◆ DOKUMEN ◆

1. Buka konten
  2. Buka menu utama
  3. Buka situs DW lainnya

Deteksi Perilaku Teroris

13 Mei 2018

Bagaimana Anda bisa mendeteksi perilaku yang mengarah pada tindak terorisme? Simak opini Monique Rijkers berikut ini.

https://p.dw.com/p/2xcgs
Selbstmordanschlag in Surabaya Indonesien
Foto: Getty Images/AFP/J. Kriswanto

Sepekan sebelum Natal 2017, saya sempat mengontak seorang pakar terorisme untuk menanyakan "Bagaimana cara mendeteksi perilaku yang harus diawasi”. Kawan saya ini kemudian mengajak saya makan siang dan memperkenalkan dengan pakar deteksi perilaku terkait terorisme, ia orang Arab Suriah kewarganegaraan Australia. Pria berkulit putih ini sekarang bekerja sebagai konsultan keamanan di Indonesia yang jasanya digunakan hingga ke Malaysia untuk pelatihan anti teror. Kawan yang mempertemukan kami mengatakan beliau ini "the real terrorist hunter”.

Monique Rijkers adalah wartawan independen, IVLP Alumni, pendiri Hadassah of Indonesia, inisiator Tolerance Film Festival dan inisiator #IAMBRAVEINDONESIA.
Penulis: Monique Rijkers Foto: Monique Rijkers

Singkat cerita dari percakapan kami, saya baru menyadari ternyata banyak sekali tenaga satuan pengamanan (satpam) bahkan polisi yang tidak tahu apa yang harus diamati dan di mana harus mencari teroris berdasarkan perilakunya. Satpam di mal, hotel atau perkantoran dan di rumah ibadah umumnya cuma memeriksa tas dan jaket, tidak menggeledah benda tajam seperti pisau. Karena itu sungguh mengherankan seseorang bisa membawa pedang masuk ke dalam ruang ibadah di Sleman kemarin. Ibarat payung, pedang saya kira cukup mudah terlihat jika berukuran panjang dan harus ditenteng atau jika tidak panjang, bisa dimasukkan dalam ransel atau dilakban di dada.

◆ ENTRI KUMPULAN DATA ◆

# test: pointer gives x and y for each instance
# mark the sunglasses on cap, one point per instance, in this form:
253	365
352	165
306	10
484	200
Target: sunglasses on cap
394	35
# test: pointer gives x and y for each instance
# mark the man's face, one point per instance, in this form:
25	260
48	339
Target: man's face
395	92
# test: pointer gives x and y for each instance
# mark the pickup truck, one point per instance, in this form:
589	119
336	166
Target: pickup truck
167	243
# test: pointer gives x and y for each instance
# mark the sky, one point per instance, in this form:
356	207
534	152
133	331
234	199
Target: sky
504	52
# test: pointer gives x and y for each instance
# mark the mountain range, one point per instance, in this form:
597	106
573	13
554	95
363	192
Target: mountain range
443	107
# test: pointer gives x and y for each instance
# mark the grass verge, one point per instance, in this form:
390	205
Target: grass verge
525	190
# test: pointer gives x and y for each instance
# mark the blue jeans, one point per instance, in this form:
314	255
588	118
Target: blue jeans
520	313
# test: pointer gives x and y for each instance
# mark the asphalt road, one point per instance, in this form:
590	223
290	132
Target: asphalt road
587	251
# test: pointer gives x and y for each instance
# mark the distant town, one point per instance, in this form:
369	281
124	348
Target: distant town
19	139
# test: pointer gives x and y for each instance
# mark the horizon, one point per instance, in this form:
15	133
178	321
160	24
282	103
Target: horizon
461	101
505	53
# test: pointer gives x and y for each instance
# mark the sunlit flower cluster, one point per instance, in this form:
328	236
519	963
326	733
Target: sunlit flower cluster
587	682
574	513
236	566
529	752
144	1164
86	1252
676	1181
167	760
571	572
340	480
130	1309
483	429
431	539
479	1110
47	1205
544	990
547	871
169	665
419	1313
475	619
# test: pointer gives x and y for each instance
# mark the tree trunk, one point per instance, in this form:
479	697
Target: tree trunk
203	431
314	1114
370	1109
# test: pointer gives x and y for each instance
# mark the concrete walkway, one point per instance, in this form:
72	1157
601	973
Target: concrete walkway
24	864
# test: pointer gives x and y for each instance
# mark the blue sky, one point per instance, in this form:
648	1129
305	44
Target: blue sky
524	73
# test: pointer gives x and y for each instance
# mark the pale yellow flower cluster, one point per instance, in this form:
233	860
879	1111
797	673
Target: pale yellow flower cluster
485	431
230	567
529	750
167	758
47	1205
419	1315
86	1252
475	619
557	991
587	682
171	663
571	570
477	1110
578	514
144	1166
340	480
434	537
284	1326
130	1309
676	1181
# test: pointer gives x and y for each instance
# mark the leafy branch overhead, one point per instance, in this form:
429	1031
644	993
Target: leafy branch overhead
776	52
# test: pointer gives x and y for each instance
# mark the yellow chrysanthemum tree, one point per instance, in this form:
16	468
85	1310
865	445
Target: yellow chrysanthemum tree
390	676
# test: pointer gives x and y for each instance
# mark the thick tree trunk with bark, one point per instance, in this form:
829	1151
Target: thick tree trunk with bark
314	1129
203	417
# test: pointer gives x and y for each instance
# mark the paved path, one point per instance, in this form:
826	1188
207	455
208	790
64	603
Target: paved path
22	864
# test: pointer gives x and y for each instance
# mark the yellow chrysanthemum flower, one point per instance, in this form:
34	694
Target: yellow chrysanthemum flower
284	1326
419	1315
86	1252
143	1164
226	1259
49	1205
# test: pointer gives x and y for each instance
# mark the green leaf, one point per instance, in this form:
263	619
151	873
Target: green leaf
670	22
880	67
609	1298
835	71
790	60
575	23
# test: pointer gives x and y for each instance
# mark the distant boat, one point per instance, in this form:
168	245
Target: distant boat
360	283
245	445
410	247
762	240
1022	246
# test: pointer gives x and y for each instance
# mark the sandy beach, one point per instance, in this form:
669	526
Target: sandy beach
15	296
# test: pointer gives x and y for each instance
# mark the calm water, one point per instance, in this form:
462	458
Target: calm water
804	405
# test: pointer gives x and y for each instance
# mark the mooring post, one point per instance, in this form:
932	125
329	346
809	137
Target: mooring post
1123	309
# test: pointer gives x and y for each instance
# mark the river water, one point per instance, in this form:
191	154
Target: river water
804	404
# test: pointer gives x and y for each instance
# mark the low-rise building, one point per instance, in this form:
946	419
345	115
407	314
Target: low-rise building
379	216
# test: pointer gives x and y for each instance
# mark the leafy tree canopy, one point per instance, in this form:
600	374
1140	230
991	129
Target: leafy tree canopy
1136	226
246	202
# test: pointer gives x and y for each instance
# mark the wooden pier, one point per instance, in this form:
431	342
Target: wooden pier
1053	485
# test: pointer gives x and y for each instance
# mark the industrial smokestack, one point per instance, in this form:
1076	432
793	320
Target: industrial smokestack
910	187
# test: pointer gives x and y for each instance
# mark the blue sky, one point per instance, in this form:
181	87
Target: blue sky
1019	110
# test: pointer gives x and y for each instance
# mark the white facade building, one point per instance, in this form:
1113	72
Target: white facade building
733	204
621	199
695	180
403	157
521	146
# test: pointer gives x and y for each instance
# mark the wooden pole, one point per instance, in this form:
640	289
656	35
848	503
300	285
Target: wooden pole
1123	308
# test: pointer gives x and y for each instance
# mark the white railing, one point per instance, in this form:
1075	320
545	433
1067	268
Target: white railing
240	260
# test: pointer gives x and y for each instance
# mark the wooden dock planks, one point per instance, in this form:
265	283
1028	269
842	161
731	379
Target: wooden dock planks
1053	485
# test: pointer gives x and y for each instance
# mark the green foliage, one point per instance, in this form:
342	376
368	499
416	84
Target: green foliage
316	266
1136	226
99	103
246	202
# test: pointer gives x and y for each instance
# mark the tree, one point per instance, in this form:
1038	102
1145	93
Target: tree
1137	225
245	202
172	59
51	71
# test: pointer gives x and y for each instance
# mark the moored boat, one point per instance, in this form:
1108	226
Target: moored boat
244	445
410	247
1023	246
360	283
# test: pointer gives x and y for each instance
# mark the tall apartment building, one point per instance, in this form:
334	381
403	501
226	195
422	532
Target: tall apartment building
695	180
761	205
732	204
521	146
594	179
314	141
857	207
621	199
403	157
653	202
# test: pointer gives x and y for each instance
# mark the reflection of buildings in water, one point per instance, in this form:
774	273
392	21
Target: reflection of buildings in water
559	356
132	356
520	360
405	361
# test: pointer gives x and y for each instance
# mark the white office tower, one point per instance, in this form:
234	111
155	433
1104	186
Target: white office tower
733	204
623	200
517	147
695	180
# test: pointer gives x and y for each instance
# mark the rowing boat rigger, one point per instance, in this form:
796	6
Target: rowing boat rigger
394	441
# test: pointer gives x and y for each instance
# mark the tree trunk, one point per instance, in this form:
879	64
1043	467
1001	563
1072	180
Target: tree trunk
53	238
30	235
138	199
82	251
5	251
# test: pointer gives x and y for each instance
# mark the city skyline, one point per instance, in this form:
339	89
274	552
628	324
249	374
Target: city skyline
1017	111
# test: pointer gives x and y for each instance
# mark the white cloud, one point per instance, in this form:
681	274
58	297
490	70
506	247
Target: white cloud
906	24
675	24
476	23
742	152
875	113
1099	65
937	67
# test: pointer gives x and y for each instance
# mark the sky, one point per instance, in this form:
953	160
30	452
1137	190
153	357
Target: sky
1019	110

◆ DAFTAR TUGAS ◆
1 – Terjemahkan kalimat dari artikel tentang deteksi perilaku teroris ini ke dalam bahasa Inggris: "Satpam di mal, hotel atau perkantoran dan di rumah ibadah umumnya cuma memeriksa tas dan jaket, tidak menggeledah benda tajam seperti pisau."
2 – Kumpulkan semua baris data di atas yang memuat kata "leafy".

◆ HASIL ◆
1 – Security guards at malls, hotels or offices and at houses of worship generally only check bags and jackets; they do not search for sharp objects such as knives.

2 –
# mark the leafy branch overhead, one point per instance, in this form:
Target: leafy branch overhead
# mark the leafy tree canopy, one point per instance, in this form:
Target: leafy tree canopy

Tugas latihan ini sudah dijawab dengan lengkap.